_Available records:_
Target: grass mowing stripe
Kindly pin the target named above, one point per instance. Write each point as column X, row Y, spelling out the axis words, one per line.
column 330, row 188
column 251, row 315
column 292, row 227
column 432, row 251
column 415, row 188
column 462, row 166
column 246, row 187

_Aim of the exercise:_
Rewrite the listing with "grass mowing stripe" changed to "lawn mowing stripe" and keep everything else the same.

_Final result:_
Target: lawn mowing stripe
Kindly pin the target named above, one point per instance. Write each point as column X, row Y, spelling out the axis words, one per line.
column 330, row 188
column 251, row 315
column 292, row 227
column 432, row 251
column 415, row 188
column 462, row 166
column 246, row 187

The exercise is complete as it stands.